↓
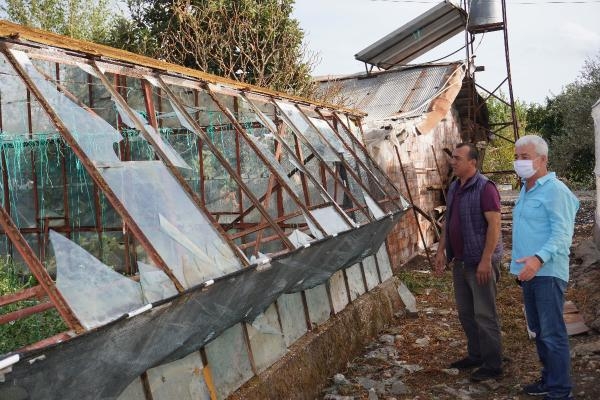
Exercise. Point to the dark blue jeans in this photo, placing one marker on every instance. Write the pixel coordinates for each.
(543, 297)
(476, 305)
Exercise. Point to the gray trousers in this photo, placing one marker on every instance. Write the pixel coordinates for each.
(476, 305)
↑
↓
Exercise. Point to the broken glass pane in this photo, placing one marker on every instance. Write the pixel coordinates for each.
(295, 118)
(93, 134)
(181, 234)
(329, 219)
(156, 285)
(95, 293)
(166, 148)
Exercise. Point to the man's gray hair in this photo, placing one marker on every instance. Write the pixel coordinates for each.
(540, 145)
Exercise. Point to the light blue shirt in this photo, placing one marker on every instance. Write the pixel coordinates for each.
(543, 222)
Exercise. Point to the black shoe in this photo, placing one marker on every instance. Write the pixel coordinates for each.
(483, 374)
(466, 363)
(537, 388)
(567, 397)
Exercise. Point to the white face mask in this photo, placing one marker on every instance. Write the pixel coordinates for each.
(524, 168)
↑
### EXERCISE GOAL
Please filter the rows above down to every line that contains the string "each", treating uppercase and lowercase as different.

### TASK SOLUTION
Exercise. Point to the dark blue jeans in this photo, placing one marker on every instance. Write the pixel coordinates for each.
Exercise. Point to the gray trousers in this photo, placing one marker on every instance. Write the pixel coordinates for each.
Exercise. Point to the broken glass pane in this photo, placing one marker on every instance. Write the pixel coordinates for each.
Exercise. Point to the man's gray hair in this photo, placing one marker on every instance. Write the pixel coordinates for each.
Exercise. Point to the light blue shirt in this photo, placing one marker on every instance. Write the pixel coordinates for each.
Exercise. Point to the black shoe in this photo, placing one marker on every instance. Write the pixel coordinates for each.
Exercise. Point to the white face mask in this photo, placing one marker on every instance. Write the pixel coordinates for each.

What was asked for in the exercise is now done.